_Directive_
Repeat every line of the material, character for character.

=== Records shown ===

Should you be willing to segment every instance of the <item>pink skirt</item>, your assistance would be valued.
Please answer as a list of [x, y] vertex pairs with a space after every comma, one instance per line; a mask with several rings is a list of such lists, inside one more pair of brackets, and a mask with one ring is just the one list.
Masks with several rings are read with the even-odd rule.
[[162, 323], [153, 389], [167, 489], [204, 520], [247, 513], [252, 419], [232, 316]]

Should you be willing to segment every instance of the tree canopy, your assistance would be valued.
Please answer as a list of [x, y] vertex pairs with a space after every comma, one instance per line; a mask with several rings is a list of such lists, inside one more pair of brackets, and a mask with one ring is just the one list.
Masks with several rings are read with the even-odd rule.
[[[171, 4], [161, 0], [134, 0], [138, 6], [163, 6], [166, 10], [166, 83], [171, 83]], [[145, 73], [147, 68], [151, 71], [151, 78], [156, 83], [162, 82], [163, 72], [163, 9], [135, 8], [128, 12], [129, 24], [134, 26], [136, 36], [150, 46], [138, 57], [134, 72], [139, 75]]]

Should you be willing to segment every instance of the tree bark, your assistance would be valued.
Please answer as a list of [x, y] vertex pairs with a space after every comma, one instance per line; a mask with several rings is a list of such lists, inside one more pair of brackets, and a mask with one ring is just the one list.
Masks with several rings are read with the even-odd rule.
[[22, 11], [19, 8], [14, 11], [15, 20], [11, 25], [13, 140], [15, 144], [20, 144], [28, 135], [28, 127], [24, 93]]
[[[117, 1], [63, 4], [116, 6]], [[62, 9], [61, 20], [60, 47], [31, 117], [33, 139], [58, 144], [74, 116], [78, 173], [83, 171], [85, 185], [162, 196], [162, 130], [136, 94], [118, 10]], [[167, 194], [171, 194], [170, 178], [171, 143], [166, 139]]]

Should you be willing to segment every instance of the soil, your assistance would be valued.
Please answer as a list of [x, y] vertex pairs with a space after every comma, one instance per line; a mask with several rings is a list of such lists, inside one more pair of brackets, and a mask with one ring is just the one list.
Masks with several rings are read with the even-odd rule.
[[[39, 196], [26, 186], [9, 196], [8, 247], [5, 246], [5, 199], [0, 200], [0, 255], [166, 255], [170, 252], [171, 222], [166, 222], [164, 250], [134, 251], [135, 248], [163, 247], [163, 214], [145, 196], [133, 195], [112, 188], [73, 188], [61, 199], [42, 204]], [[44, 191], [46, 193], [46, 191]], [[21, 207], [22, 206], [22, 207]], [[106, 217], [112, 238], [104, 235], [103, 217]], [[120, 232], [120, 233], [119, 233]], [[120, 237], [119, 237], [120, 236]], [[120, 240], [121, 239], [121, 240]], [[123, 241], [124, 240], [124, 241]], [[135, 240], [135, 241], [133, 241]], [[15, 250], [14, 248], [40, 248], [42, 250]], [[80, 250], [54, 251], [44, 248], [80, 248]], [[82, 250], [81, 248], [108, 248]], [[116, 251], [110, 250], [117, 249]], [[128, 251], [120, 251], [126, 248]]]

===

_In response_
Should you be willing to segment every instance of the <item>pink skirt</item>, your assistance would be valued.
Please answer as a list of [x, y] vertex pairs with a space after every comma, one instance per line; a mask with several rings is a list of such lists, inside one more pair of brackets, and a mask with one ring is just the one list.
Masks with several rings are read with the even-odd rule.
[[162, 323], [153, 389], [167, 489], [204, 520], [247, 513], [252, 419], [232, 316]]

Should you be willing to segment every instance of the tree canopy, your assistance would be valued.
Please answer as a list of [x, y] vertex pairs with a space after every comma, one instance per line; a mask with several rings is a list of such lists, inside one more pair of brackets, and a mask with one ring is just the one list.
Masks with several rings are read with the even-odd rule.
[[[171, 4], [161, 0], [134, 0], [138, 6], [163, 6], [166, 10], [166, 83], [171, 83]], [[145, 73], [147, 68], [151, 71], [151, 78], [156, 83], [162, 82], [163, 72], [163, 9], [135, 8], [128, 12], [129, 24], [134, 26], [136, 36], [150, 46], [138, 57], [134, 72], [139, 75]]]

Should you be willing to segment every instance of the tree bark, your assistance would be valued.
Please answer as a list of [x, y] vertex pairs with a space after every comma, one instance per line; a mask with several rings is a list of such lists, inside one more pair of brackets, and a mask with one ring is just the one list.
Masks with several rings are read with the even-odd rule.
[[22, 11], [19, 8], [14, 11], [15, 20], [11, 25], [13, 140], [15, 144], [20, 144], [28, 135], [28, 127], [24, 93]]
[[[117, 1], [63, 4], [116, 6]], [[62, 9], [61, 20], [60, 47], [31, 117], [33, 139], [58, 144], [74, 116], [78, 173], [83, 171], [85, 185], [162, 196], [162, 130], [136, 94], [118, 10]], [[167, 194], [171, 194], [170, 178], [171, 143], [166, 139]]]

Should you be willing to segment every instance of the soil, your assistance would be valued.
Please answer as a list of [x, y] vertex pairs with a space after every comma, one instance per line; a mask with several rings is a list of such lists, inside one more pair of brackets, and a mask with one ring is just the one list.
Masks with several rings are read with the even-odd rule.
[[[39, 196], [26, 186], [9, 196], [8, 247], [5, 246], [5, 199], [0, 200], [0, 255], [166, 255], [170, 252], [171, 222], [166, 222], [164, 250], [134, 251], [135, 248], [163, 247], [163, 214], [145, 196], [133, 195], [112, 188], [73, 188], [61, 199], [42, 204]], [[44, 191], [46, 193], [46, 191]], [[21, 207], [22, 206], [22, 207]], [[106, 217], [112, 238], [104, 235], [103, 217]], [[120, 232], [120, 233], [119, 233]], [[120, 237], [119, 237], [120, 236]], [[120, 240], [121, 239], [121, 240]], [[123, 241], [124, 240], [124, 241]], [[135, 240], [135, 241], [133, 241]], [[15, 250], [14, 248], [40, 248], [42, 250]], [[80, 250], [54, 251], [44, 248], [80, 248]], [[82, 250], [81, 248], [108, 248]], [[116, 251], [110, 250], [117, 249]], [[128, 251], [120, 251], [126, 248]]]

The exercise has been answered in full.